Provided records:
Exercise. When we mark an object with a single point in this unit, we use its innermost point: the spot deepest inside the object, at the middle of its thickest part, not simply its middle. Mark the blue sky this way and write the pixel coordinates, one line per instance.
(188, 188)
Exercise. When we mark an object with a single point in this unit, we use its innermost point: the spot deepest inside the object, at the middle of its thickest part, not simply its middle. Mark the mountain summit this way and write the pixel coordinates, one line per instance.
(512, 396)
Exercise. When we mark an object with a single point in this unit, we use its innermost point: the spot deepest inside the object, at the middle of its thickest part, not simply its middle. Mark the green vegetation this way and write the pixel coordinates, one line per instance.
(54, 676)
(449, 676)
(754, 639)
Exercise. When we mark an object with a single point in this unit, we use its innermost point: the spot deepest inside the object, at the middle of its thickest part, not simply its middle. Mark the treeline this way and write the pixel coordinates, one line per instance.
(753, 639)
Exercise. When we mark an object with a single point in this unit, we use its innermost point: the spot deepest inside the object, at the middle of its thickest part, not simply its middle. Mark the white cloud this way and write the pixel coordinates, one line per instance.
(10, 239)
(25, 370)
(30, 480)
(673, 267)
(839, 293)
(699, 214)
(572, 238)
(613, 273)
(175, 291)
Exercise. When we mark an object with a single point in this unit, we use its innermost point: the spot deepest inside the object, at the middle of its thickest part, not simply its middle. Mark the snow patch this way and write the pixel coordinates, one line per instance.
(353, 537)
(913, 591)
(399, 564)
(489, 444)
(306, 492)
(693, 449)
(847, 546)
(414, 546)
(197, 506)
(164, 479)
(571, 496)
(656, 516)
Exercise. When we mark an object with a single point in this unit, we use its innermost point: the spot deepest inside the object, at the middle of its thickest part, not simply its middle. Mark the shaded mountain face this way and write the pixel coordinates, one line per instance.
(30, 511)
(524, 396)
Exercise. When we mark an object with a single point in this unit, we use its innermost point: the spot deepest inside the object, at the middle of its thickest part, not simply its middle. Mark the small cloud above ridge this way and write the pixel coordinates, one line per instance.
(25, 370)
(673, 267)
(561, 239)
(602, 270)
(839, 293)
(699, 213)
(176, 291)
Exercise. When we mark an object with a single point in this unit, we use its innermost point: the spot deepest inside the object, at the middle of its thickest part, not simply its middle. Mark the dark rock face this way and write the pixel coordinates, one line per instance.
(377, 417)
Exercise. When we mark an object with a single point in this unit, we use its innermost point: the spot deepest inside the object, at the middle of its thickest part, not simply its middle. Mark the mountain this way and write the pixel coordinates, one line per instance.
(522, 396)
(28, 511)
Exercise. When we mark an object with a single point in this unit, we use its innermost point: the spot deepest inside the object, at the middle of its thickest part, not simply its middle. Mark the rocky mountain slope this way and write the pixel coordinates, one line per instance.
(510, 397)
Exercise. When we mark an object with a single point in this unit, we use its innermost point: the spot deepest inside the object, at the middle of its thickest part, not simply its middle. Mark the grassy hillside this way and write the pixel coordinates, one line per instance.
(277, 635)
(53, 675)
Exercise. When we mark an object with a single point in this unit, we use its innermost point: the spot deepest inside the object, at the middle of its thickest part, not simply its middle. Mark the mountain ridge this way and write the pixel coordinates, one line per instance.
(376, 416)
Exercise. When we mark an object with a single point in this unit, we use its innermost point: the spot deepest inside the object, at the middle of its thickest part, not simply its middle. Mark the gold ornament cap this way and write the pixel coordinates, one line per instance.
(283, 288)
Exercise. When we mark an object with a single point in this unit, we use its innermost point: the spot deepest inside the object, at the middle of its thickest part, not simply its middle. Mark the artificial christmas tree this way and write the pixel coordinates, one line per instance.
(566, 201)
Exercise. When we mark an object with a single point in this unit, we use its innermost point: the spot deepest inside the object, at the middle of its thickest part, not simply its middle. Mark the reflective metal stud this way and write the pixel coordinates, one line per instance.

Set task: Transcribe, word for word, every line from the one containing "Mark the gold" through the final line of the entries, and nothing else.

Answer for this exercise:
Exercise. When we mark an object with a single point in this unit, we use its innermost point: the spot deepest inside the object, at the middle of its thickest part, not simply its middle. Mark the gold ornament cap this way and write the pixel coordinates, one line per instance.
(283, 288)
Exercise. When we mark an object with a single point in this unit, we use its innermost point: the spot deepest inside the object, at the middle of its thickest part, not simply its middle. Mark the artificial christmas tree this way and write the pixel coordinates, one line per instance.
(566, 201)
Exercise. When we mark an object with a single point in this unit, we use its innermost point: the spot deepest inside the object, at the middle of its thickest part, not simply its middle. Mark the reflective metal stud this way and write the pixel coordinates, one line per instance.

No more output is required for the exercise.